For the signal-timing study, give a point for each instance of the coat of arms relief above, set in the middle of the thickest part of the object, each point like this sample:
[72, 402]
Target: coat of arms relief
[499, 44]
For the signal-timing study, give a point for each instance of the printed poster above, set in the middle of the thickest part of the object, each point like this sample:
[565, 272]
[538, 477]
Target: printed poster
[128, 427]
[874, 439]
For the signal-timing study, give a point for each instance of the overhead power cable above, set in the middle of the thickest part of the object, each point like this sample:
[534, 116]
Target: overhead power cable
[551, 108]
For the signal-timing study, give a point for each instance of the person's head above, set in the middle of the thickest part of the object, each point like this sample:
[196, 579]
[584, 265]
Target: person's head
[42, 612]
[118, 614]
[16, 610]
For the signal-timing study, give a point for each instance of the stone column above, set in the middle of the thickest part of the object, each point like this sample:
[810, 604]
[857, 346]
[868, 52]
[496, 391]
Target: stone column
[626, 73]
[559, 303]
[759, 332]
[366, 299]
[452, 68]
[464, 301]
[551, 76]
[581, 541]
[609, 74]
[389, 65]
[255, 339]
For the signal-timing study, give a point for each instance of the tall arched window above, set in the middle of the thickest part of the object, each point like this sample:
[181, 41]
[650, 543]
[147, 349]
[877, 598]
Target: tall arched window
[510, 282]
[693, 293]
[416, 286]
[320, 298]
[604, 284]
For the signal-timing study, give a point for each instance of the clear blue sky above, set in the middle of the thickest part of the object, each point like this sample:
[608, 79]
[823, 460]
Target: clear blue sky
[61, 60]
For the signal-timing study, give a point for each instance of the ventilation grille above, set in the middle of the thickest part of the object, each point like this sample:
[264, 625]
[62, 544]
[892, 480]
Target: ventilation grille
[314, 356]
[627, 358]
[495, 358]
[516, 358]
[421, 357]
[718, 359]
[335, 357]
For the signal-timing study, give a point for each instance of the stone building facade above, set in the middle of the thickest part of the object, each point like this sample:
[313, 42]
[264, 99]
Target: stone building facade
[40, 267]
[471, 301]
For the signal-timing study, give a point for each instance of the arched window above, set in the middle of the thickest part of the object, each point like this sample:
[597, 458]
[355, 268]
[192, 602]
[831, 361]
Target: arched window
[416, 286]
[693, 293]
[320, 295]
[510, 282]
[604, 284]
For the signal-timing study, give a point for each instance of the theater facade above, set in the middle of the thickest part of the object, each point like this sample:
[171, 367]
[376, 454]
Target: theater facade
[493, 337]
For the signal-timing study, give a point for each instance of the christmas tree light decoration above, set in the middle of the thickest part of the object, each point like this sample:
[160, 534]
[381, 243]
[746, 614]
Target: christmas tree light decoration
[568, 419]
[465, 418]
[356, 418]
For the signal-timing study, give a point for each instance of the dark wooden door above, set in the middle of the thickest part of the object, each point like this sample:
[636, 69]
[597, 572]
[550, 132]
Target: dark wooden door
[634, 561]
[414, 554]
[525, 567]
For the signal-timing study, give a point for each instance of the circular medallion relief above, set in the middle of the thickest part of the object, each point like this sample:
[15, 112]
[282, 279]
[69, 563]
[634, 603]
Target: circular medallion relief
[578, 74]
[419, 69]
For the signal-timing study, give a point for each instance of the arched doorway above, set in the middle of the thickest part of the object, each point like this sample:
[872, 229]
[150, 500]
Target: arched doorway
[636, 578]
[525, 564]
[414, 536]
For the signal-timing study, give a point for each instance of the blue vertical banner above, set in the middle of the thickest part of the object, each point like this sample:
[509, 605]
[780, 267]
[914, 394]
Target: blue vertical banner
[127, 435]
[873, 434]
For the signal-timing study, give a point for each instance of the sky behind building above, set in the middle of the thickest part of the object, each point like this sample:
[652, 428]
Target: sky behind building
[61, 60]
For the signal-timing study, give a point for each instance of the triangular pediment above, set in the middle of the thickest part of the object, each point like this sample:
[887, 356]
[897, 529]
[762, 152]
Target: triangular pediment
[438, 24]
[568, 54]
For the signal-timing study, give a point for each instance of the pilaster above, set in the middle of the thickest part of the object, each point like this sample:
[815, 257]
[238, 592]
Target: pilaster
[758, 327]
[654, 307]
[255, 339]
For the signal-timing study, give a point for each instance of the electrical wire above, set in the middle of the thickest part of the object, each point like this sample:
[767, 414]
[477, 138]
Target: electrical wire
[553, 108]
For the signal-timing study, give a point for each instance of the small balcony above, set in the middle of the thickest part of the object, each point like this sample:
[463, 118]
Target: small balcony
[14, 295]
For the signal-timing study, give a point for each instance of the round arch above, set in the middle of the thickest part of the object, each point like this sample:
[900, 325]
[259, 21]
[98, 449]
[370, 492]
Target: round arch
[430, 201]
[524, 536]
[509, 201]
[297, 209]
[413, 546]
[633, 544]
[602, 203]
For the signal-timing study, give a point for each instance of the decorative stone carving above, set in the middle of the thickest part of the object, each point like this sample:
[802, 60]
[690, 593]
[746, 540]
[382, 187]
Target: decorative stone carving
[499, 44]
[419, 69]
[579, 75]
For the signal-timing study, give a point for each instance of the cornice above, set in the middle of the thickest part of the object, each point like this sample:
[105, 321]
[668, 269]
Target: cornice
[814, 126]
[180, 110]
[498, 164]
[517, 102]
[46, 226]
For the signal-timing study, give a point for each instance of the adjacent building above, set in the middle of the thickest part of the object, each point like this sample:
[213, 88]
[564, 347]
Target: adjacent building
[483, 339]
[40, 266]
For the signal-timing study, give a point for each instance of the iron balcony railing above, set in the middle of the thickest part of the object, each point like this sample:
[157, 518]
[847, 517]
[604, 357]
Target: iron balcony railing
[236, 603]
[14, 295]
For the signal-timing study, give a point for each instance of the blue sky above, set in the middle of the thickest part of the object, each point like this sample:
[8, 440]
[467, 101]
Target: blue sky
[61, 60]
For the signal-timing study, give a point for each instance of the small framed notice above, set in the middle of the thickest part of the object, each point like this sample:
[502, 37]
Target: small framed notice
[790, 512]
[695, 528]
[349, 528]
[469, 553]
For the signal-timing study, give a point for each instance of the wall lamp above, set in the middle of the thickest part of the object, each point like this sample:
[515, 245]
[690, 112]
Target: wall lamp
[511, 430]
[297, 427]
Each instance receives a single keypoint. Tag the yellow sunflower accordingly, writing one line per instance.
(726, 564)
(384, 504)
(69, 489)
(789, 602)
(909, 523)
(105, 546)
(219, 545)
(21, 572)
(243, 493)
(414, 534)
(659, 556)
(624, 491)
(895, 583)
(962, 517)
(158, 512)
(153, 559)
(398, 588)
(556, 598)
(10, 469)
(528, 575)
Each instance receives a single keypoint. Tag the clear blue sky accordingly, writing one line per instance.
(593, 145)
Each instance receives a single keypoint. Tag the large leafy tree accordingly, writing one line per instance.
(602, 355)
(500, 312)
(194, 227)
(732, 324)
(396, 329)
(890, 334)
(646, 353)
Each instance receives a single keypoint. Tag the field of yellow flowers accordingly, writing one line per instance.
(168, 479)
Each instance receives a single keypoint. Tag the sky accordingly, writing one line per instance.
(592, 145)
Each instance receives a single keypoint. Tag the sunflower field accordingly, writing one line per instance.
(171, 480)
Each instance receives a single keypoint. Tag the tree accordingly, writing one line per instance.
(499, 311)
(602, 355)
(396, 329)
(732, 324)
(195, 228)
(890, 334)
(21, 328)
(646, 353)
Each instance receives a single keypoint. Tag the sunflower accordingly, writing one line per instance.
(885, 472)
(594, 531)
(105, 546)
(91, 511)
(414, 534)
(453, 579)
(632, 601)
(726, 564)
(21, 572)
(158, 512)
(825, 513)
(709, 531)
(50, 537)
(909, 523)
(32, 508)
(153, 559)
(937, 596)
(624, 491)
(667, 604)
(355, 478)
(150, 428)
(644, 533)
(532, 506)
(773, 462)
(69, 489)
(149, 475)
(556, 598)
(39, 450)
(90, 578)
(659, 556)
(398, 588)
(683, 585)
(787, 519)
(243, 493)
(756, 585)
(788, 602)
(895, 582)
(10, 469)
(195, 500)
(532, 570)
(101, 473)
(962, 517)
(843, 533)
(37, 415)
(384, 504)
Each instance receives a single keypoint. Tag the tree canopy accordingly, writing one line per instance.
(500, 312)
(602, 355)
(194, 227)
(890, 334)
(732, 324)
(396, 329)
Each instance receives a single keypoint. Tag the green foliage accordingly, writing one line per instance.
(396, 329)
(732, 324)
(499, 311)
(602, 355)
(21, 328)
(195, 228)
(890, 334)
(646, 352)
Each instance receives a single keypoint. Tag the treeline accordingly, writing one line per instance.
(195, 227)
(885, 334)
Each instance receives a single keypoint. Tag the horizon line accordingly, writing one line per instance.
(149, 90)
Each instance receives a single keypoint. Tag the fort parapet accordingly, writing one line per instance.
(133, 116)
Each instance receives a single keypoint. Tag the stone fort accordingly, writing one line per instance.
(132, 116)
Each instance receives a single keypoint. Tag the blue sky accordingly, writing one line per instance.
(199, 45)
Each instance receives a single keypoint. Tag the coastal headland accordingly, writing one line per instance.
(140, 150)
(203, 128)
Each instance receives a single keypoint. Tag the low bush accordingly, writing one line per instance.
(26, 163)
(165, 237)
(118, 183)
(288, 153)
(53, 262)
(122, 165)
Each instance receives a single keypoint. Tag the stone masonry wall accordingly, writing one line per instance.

▶ [Work order] Could you set down exactly the lines from the one containing "Each instance receives a single keypoint. Tag the fort" through the last line of the records above, both included?

▶ [Finished task]
Each instance receives a single keypoint. Tag the fort parapet accordingly, writing one line per instance.
(133, 116)
Each instance receives a single keypoint. Tag the stone fort accordingly, writing one line per instance.
(132, 116)
Each instance receives a single keypoint. Tag the blue sky accordingly, writing one line per instance.
(199, 45)
Each instance receives a single keypoint. Tag the coastal headland accordingly, writing one line per instance.
(140, 150)
(203, 128)
Each instance receives a single keypoint. Tag the low bush accordingly, writing one line per instance.
(26, 163)
(165, 237)
(118, 183)
(288, 153)
(53, 262)
(122, 165)
Each instance receives a single keypoint. Tag the stone masonry wall accordingly, writing one line per instance.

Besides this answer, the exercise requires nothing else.